- **Written exercise**
Rewrite the items below with "dirt trail" changed to "gravel path" everywhere it appears, and leave every other part the same.

***** Exercise material

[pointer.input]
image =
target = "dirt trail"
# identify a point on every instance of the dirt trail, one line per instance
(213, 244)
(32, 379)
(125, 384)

**********

- **Worked solution**
[pointer.input]
image =
target = "gravel path"
# identify a point on every instance of the gravel path, one line per instance
(213, 244)
(32, 379)
(125, 384)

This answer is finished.